Introduction¶

This document is meant to explain how to use the code that accompanies the subspace clustering project (SuClust) to perform the related tasks. For more detailled information, one can refer to the reports (thesis or slides).

Overview¶

The project consists of 3 main parts, each of which corresponds to a phase in the workflow:

Preprocessing: composed of some scripts, mostly written in R to handle dataset processing (cleaning, normalization...).
Clustering: implementation of some subspace clustering algorithms (in Knime, python...). They perform the cluster analysis on the data provided by the previous process and output results in textfiles of a specific format.
Post-processing: python programs to perform these following tasks: redundancy filtering, measure scoring/ranking on files generated by clustering files.

Source code¶

The updated source code repository is hosted on github whose link is: subspace_clustering.

Prerequisites¶

To get started with SuClust, one must have the following installed:

For executing Python scripts (pre-processing, post-processing, clustering):

Python: Official Python tutorial : 2.7 version is recommended.

Numpy: Official Numpy tutorial : some of the algorithms are implemented based on the array structures of Numpy.

Scipy: Official Scipy tutorial : some modules of Scipy are also used.

For performing cluster analysis with OpenSubspace (clustering):

Knime: Official Knime-OpenSubspace tutorial : a modified version with OpenSubspace integrated.

For running R scripts (pre-processing):

R: Official R tutorial

**PROVIDED MATERIAL:**
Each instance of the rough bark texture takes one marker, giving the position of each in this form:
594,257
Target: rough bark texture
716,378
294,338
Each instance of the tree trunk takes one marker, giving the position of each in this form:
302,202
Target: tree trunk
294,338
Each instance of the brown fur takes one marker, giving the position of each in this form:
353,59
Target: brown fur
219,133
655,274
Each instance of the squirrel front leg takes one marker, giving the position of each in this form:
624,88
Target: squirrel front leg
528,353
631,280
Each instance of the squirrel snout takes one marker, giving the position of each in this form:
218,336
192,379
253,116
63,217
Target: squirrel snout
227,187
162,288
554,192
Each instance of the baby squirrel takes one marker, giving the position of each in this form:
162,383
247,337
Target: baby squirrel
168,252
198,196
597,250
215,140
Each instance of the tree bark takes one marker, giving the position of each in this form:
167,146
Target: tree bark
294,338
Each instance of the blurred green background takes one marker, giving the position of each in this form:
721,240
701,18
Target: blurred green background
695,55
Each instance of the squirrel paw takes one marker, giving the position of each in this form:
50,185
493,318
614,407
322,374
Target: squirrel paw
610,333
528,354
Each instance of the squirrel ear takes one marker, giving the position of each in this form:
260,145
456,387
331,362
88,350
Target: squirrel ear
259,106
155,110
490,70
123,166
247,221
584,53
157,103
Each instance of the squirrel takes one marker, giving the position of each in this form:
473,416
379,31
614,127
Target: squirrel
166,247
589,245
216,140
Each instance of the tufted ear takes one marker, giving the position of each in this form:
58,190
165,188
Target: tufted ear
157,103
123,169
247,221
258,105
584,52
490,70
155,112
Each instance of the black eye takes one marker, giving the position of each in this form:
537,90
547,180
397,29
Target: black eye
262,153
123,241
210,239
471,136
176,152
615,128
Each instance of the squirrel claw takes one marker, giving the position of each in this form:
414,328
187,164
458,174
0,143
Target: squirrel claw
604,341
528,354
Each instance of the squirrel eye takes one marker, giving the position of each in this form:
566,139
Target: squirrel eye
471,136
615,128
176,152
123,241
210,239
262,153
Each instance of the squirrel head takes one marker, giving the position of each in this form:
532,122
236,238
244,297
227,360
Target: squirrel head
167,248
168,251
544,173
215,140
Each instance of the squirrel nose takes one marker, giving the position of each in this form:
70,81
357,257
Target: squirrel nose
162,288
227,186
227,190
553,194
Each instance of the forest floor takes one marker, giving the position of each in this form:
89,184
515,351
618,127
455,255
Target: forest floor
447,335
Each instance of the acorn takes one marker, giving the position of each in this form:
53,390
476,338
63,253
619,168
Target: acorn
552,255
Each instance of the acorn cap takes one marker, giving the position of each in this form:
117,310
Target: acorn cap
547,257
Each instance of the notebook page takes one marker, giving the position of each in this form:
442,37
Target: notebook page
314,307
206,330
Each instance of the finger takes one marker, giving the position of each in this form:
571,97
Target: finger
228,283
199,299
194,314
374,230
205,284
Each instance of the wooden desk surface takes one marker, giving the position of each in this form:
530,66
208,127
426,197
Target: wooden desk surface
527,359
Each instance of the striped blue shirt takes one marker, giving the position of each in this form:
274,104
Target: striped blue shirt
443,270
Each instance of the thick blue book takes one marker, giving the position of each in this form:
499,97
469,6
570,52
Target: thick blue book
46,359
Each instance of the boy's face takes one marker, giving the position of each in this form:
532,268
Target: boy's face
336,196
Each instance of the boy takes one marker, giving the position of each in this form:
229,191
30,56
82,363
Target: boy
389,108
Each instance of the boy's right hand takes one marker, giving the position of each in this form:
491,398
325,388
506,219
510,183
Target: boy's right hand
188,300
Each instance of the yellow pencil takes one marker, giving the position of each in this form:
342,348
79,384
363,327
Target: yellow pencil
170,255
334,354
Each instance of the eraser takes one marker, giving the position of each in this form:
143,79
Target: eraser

**GOALS:**
1) According to the SuClust introduction, which version of Python is recommended?
2) Identify every line of the listing that contains the word "brown" and copy each one. Case counts.

**RESULTS OF THE EXERCISE:**
1) Version 2.7 is recommended.

2)
Each instance of the brown fur takes one marker, giving the position of each in this form:
Target: brown fur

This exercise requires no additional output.